WORK TASK. Nothing is to be altered. Print each record in full.
[Opening DATA SUPPLIED section]
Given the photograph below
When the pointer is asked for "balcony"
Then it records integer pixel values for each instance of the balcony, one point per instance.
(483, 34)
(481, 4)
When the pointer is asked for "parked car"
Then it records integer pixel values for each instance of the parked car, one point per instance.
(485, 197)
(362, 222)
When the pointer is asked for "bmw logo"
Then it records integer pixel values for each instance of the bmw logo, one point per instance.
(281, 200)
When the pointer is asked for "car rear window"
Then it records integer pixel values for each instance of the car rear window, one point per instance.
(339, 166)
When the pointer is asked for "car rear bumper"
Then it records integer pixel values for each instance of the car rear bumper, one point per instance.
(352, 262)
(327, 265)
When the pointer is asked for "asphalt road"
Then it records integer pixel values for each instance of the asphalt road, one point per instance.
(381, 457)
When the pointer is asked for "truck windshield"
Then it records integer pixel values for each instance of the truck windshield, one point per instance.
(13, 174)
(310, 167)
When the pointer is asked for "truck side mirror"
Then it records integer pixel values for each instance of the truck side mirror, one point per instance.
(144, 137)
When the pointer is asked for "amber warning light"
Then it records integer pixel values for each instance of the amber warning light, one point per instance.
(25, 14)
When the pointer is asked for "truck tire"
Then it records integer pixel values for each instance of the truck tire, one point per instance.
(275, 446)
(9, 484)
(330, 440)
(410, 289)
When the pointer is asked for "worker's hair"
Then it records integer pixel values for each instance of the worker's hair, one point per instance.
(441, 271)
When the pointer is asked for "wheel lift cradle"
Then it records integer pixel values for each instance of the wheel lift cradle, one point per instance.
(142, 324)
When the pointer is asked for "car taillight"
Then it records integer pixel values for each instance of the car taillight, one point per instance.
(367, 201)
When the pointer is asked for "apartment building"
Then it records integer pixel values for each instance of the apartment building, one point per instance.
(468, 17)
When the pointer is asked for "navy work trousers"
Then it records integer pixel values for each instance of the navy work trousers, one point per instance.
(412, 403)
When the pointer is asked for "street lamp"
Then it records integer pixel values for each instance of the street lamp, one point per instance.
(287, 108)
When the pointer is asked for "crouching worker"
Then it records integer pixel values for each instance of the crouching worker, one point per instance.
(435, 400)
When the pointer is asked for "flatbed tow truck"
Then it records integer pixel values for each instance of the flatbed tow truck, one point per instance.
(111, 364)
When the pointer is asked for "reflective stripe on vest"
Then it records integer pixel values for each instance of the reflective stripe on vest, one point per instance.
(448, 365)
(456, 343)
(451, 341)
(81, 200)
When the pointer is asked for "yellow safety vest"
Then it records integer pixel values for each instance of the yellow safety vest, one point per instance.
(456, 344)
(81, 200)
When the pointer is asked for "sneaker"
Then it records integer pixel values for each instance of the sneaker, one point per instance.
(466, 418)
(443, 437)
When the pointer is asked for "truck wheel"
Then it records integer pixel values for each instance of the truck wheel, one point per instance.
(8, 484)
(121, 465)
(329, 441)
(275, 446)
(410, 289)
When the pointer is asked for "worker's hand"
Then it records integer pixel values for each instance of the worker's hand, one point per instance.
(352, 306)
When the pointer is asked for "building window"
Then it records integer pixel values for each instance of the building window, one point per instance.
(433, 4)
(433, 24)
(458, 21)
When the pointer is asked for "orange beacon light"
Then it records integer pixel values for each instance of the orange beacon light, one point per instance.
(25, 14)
[Closing DATA SUPPLIED section]
SOLUTION TO THE PROBLEM.
Given the photograph below
When the pointer is asked for "balcony"
Then it records integer pixel values for each instance of the balcony, one point per instance.
(483, 34)
(481, 4)
When the pointer is asked for "parked car"
Then it records integer pixel values for each instance of the parked car, one point per instance.
(485, 197)
(362, 222)
When the pointer is asked for "bmw logo"
Then it records integer pixel values for each instance of the bmw logo, one point per instance.
(281, 200)
When the pointer is asked for "car rear window"
Then it records integer pixel values for each instance of the car rear window, one point per instance.
(339, 166)
When the pointer is asked for "car rear bumper"
Then it records integer pixel values for each instance of the car rear bumper, one point per instance.
(352, 262)
(327, 265)
When the pointer is asked for "asphalt road"
Then it records integer pixel values for each instance of the asphalt road, one point per instance.
(381, 457)
When the pointer is asked for "truck windshield"
Then it records integer pixel values for each instance of the truck windshield, one point per instance.
(13, 174)
(310, 167)
When the pointer is asked for "truck side mirror"
Then it records integer pixel values for each instance of the truck side mirror, one point per instance.
(144, 137)
When the pointer is asked for "amber warning light"
Then it records integer pixel values for each instance of the amber warning light, one point per instance.
(25, 14)
When the pointer is asked for "truck tire"
Then it records integer pixel values for each instance of the truck tire, one point per instance.
(275, 446)
(9, 484)
(330, 440)
(410, 289)
When the pointer is asked for "worker's hair"
Then it records integer pixel values for each instance of the worker's hair, one point per instance.
(441, 271)
When the pointer is asked for "wheel lift cradle"
Then it records integer pixel values for each instance of the wheel lift cradle, one point per instance.
(142, 324)
When the pointer is asked for "car taillight"
Then it records integer pixel values for each instance of the car taillight, one point per instance.
(367, 201)
When the pointer is asked for "apartment building"
Then it records integer pixel values for each instance of the apartment building, one point per instance.
(468, 17)
When the pointer is asked for "navy work trousers"
Then it records integer pixel values for each instance of the navy work trousers, one point per instance.
(412, 403)
When the pointer is asked for "street lamp"
Then it records integer pixel values for each instance of the street lamp, one point per instance.
(287, 108)
When the pointer is asked for "crouching worker"
Then it records integer pixel values for each instance of the crouching worker, one point per instance.
(435, 400)
When the pointer is asked for "flatbed tow truck"
Then it records integer pixel values for each instance of the flatbed tow truck, one point per instance.
(111, 364)
When the pointer is asked for "reflective stripe on vest"
Then it records integer pixel values for each instance of the reflective stripe on vest, one point per instance.
(448, 365)
(456, 343)
(451, 341)
(81, 200)
When the pointer is asked for "yellow safety vest"
Then it records integer pixel values for each instance of the yellow safety vest, one point per instance.
(456, 344)
(81, 200)
When the pointer is asked for "sneaker"
Then it records integer pixel values for each instance of the sneaker, one point per instance.
(466, 418)
(443, 437)
When the pointer is asked for "truck wheel"
Then it records integer pixel values for each instance of the truck wheel, one point per instance.
(8, 484)
(121, 465)
(329, 441)
(275, 446)
(410, 289)
When the pointer is asked for "worker's hand"
Then it records integer pixel values for each instance of the worker's hand, one point per instance.
(352, 306)
When the pointer is asked for "building window"
Then it records integer pixel values for each instance of the building window, one point per instance.
(433, 4)
(433, 24)
(458, 21)
When the pointer is asked for "orange beacon light"
Then it records integer pixel values for each instance of the orange beacon light, one point per instance.
(25, 14)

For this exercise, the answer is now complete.